短い練習
抜粋のうち「コンビネーションICカード及びその製造方法」で始まり「手段を備えた、非接触型ICカードである。」まで続く部分を、「無線通信」を「ワイヤレス通信」に変えて書き換えること。

抜粋

►

説明

コンビネーションICカード及びその製造方法

【課題】 耐熱温度の高い樹脂シートでカード基体を構成し、昇華型熱転写印刷及び熱溶融型熱転写印刷を行う為の受像層をカード表面に設けたコンビネーションICカード、及びその製造方法を提供すること。
【解決手段】 受像層の受像可能温度より高い耐熱温度を有する結晶性ポリエステル系樹脂シートを、アンテナシート13、受像層付きシート11a及び受像層付きシート11bに用い、樹脂シートを積層する接着シート12a及び接着シート12bに、受像層の熱劣化温度より低い温度で、且つ積層時の加熱温度より35℃以上低い耐熱温度を有する非結晶性ポリエステル系樹脂シートを用い、受像層の熱劣化温度以下の温度で積層する。

【発明の詳細な説明】
【技術分野】
【0001】
本発明は、各種証明書や電子決済システム、ドアの開閉システム等に使用されるICカード及びその製造方法に係わり、特に接触方式と非接触方式の両方の通信手段を備えたコンビネーションICカード(接触型非接触型共用ICカード)及びその製造方法に関するものである。
【背景技術】
【0002】
現在、ICカードは、外部装置との通信接続方法により大きく2つに分類される。ひとつは、ICチップを内蔵するICモジュールをカードに装着し、且つICモジュールの外部装置接続端子をカード表面に露出し、この外部装置接続端子と外部装置の入力端子を接続することで通信を行う接触方式の通信手段を備えた、接触型ICカードである。もうひとつは、カード内部にアンテナとICモジュールを埋設し、外部装置と電波を介して無線通信を行う非接触方式の通信手段を備えた、非接触型ICカードである。
【0003】
接触型ICカードは、非接触型ICカードがカード内部にICモジュールを埋設しなければならないのに対して、ICモジュールの外部装置接続端子部をカード表面に配置できることから、ICモジュール内部のICチップを大きくすることが可能であり、非接触型ICカードより高機能のICチップを搭載でき、銀行カードやクレジットカード等の高いセキュリティを要求される認証システム等に用いられることが多い。
【0004】
非接触型ICカードは、外部装置接続端子を介して通信を行う接触型ICカードとは異なり、アンテナを介して無線通信を行えることから、離れた位置での外部装置との通信が可能であり、接触型ICカードの様に外部装置の入力端子を接続する手間がいらず、交通機関やテーマパークの入門ゲートシステム等に用いられることが多い。
【0005】
近年、一枚のカードで様々なサービスを受けたいという市場の強い要望を受け、ICカードの多機能化及び高セキュリティ化が図られ、接触型ICカードと非接触型ICカードの機能を併せ持ったコンビネーションICカード(接触型非接触型共用ICカード)が提案され、普及してきている。

◄

データセット
►

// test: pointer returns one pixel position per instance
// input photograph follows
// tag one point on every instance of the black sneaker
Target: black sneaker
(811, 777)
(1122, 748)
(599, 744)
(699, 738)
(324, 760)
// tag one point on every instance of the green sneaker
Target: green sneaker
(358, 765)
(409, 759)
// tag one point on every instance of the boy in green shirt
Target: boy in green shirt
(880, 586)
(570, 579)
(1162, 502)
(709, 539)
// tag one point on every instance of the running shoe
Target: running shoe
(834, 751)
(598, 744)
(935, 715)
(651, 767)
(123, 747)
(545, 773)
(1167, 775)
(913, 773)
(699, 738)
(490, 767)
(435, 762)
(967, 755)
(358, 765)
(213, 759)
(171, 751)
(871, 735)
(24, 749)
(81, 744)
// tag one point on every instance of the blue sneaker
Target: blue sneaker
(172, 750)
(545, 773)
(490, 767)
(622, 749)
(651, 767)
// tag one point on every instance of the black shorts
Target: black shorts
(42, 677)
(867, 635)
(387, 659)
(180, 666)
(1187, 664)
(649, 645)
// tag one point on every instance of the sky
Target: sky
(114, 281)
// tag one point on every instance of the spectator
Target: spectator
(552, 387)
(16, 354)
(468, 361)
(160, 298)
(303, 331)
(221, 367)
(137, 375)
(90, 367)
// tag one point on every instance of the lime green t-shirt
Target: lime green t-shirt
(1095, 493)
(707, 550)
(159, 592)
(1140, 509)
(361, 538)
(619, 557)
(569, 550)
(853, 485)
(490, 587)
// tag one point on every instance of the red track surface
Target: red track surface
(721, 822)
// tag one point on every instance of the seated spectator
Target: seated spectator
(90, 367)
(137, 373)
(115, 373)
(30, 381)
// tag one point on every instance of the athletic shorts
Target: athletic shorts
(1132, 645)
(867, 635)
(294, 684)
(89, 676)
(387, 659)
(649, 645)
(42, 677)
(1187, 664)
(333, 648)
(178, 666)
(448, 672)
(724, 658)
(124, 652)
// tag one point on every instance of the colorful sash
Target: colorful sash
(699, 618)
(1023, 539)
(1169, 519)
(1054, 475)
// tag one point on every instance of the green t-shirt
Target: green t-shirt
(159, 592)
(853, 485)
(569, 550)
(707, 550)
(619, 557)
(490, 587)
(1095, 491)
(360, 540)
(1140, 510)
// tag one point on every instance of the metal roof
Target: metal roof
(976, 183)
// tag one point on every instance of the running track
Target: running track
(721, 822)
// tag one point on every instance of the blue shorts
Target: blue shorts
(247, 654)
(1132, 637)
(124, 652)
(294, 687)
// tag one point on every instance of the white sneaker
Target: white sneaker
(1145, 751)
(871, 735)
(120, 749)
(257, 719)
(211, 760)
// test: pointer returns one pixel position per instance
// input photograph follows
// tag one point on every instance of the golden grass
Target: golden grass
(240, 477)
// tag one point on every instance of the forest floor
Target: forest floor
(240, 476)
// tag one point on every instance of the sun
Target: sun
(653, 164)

◄

解答
コンビネーションICカード及びその製造方法

【課題】 耐熱温度の高い樹脂シートでカード基体を構成し、昇華型熱転写印刷及び熱溶融型熱転写印刷を行う為の受像層をカード表面に設けたコンビネーションICカード、及びその製造方法を提供すること。
【解決手段】 受像層の受像可能温度より高い耐熱温度を有する結晶性ポリエステル系樹脂シートを、アンテナシート13、受像層付きシート11a及び受像層付きシート11bに用い、樹脂シートを積層する接着シート12a及び接着シート12bに、受像層の熱劣化温度より低い温度で、且つ積層時の加熱温度より35℃以上低い耐熱温度を有する非結晶性ポリエステル系樹脂シートを用い、受像層の熱劣化温度以下の温度で積層する。

【発明の詳細な説明】
【技術分野】
【0001】
本発明は、各種証明書や電子決済システム、ドアの開閉システム等に使用されるICカード及びその製造方法に係わり、特に接触方式と非接触方式の両方の通信手段を備えたコンビネーションICカード(接触型非接触型共用ICカード)及びその製造方法に関するものである。
【背景技術】
【0002】
現在、ICカードは、外部装置との通信接続方法により大きく2つに分類される。ひとつは、ICチップを内蔵するICモジュールをカードに装着し、且つICモジュールの外部装置接続端子をカード表面に露出し、この外部装置接続端子と外部装置の入力端子を接続することで通信を行う接触方式の通信手段を備えた、接触型ICカードである。もうひとつは、カード内部にアンテナとICモジュールを埋設し、外部装置と電波を介してワイヤレス通信を行う非接触方式の通信手段を備えた、非接触型ICカードである。